TEXT SEGMENT:
Pros: 1) Provides substantial student-to-student and instructor-to-student interaction and engagement; 2) Provides value-added learning experience – increases meaningfulness of in-person sessions; 3) Instructor can assess student understanding of more complex concepts
Cons: 1) The schedule may be initially hard to develop; 2) It may be challenging to map the in-person sessions onto the online modules
Student Flexibility model:
For the first few weeks, students attend on days their initial instructor-assigned dates. Once the classroom routines are established open a sign-up sheet (using Google docs or SignUpGenius) and let students know they are required to attend X number of the remaining in-person sessions in order to meet the attendance policy. Sign-up sheets should indicate the number of students who can attend each session to maintain 25% capacity. Faculty can post the sign-up sheet in iCollege so students can refer to it as needed. Faculty can develop a policy if students need to swap dates.
Pros: 1) Having students sign-up to attend will make them more accountable for their own behavior; 2) Students can pick dates that best fit their schedules; 3) Most effective in upper division courses or courses with lower enrollments
Cons: 1) This model does not make use of the seating charts; 2) Faculty will want to avoid having to remind students when they signed up. The sign-up sheet should include a statement describing that the students are responsible for keeping track of their in-person dates. This can be avoided if the sign-up is posted in iCollege; 3) Students coming on random dates may not feel as connected to their classmates. This can be addressed by including activities in iCollege to support a positive class climate.

PROBLEMS TO WORK ON:
(1) In the attendance models text, condense the paragraph beginning "For the first few weeks" into a short bulleted list that keeps its main facts.
(2) Reproduce a passage from the attendance models text word for word. Begin at the words "Pros: 1) Having" and stop after "positive class climate.".

DATA BLOCK:

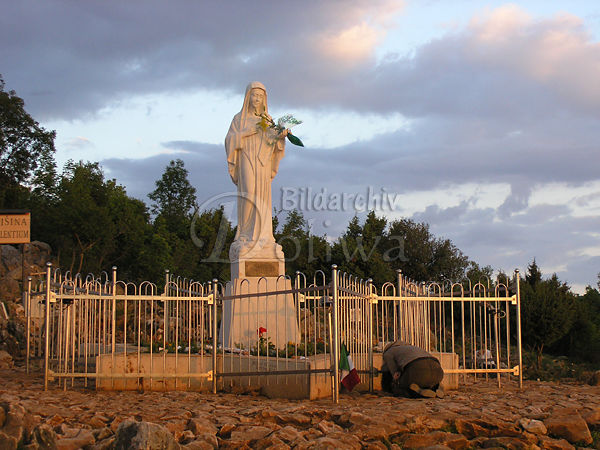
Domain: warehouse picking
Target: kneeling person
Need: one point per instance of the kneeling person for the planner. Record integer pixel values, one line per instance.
(410, 371)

THE RESPONSES:
(1)
- During the first few weeks, students attend on their initial instructor-assigned dates.
- Once classroom routines are established, a sign-up sheet (Google Docs or SignUpGenius) opens, and students must attend X of the remaining in-person sessions to meet the attendance policy.
- Each session on the sheet shows how many students can attend, to keep capacity at 25%.
- Faculty can post the sheet in iCollege for students to consult.
- Faculty can set a policy for students who need to swap dates.

(2)
Pros: 1) Having students sign-up to attend will make them more accountable for their own behavior; 2) Students can pick dates that best fit their schedules; 3) Most effective in upper division courses or courses with lower enrollments
Cons: 1) This model does not make use of the seating charts; 2) Faculty will want to avoid having to remind students when they signed up. The sign-up sheet should include a statement describing that the students are responsible for keeping track of their in-person dates. This can be avoided if the sign-up is posted in iCollege; 3) Students coming on random dates may not feel as connected to their classmates. This can be addressed by including activities in iCollege to support a positive class climate.